__Extracted information__.
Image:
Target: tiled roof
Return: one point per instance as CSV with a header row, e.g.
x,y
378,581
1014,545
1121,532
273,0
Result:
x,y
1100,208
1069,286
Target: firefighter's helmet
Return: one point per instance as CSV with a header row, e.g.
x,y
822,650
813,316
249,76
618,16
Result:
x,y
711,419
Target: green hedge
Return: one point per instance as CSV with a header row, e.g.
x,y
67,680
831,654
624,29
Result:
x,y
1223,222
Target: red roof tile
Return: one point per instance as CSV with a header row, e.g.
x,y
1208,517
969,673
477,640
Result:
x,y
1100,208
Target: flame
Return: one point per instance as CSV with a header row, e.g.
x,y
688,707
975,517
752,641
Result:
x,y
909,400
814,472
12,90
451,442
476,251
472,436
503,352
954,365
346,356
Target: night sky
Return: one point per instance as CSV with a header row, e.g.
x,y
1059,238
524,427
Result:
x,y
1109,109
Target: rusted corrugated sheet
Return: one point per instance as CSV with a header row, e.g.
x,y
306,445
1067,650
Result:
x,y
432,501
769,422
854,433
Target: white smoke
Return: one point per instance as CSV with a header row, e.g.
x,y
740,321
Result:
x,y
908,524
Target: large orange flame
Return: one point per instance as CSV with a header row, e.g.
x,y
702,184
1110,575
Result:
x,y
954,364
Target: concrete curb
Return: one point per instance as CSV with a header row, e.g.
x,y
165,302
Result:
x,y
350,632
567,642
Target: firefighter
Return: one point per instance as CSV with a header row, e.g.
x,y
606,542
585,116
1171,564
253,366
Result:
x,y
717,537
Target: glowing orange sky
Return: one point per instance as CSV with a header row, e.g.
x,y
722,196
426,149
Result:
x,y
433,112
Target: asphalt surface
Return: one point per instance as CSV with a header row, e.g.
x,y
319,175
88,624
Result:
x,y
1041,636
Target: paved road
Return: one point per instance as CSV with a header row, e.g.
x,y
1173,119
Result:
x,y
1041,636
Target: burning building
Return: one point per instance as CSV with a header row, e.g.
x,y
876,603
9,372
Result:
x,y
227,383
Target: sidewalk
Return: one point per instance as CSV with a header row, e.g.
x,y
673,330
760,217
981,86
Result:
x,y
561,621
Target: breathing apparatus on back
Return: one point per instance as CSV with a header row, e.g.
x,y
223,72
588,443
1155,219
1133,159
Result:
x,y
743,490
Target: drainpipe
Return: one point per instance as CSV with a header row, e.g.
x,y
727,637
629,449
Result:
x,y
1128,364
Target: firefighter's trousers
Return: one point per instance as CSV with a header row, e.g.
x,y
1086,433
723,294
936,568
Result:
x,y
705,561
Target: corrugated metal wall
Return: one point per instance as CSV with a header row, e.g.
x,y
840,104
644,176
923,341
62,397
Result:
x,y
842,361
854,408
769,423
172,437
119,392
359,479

__Exercise__. Reproduce only this range: the first line of the data above through the line with "Target: burning building", both included, exactly as written.

__Task answer__.
Image:
Target: tiled roof
Return: one point per instance as CSV with a header row, e.g.
x,y
378,581
1014,545
1121,532
273,0
Result:
x,y
1100,208
1069,286
Target: firefighter's helmet
Return: one point per instance as CSV with a header row, e.g.
x,y
822,650
813,316
249,76
618,16
Result:
x,y
711,419
Target: green hedge
Return: one point per instance as CSV with a header row, e.g.
x,y
67,680
831,654
624,29
Result:
x,y
1223,222
Target: red roof tile
Return: one point per instance as CSV with a header row, e.g.
x,y
1208,517
969,673
477,640
Result:
x,y
1100,208
Target: flame
Return: one point per instance as CSV with a header row, e.g.
x,y
688,707
975,517
752,641
Result:
x,y
909,400
814,472
12,90
451,442
476,251
472,436
503,352
954,365
346,356
Target: night sky
Return: one point per instance as CSV with a header row, e.g.
x,y
1059,238
524,427
Result:
x,y
1109,109
Target: rusted corrugated sheet
Return: one point per instance as CSV with a header row, e.g.
x,y
306,445
1067,650
Result:
x,y
432,501
769,422
854,433
Target: white smoke
Return: one point per instance as CSV with a header row, e.g.
x,y
740,321
Result:
x,y
908,524
Target: large orange flame
Return: one point per instance as CSV with a header row, e.g.
x,y
702,184
1110,575
Result:
x,y
954,364
Target: concrete curb
Return: one point per instance as CSV with a header row, e.g.
x,y
165,302
Result:
x,y
350,632
567,642
Target: firefighter
Return: one point per instance as CSV with a header row, e.g.
x,y
606,542
585,116
1171,564
253,366
Result:
x,y
717,537
Target: glowing orange sky
Return: one point per instance as CSV with a header row, e.g.
x,y
722,196
426,149
Result:
x,y
433,112
Target: asphalt surface
Return: one point per instance as CSV with a header row, e.g.
x,y
319,175
88,624
Result:
x,y
1041,636
Target: paved road
Return: one point per instance as CSV with a header row, e.g.
x,y
1173,119
Result:
x,y
1041,636
Target: burning building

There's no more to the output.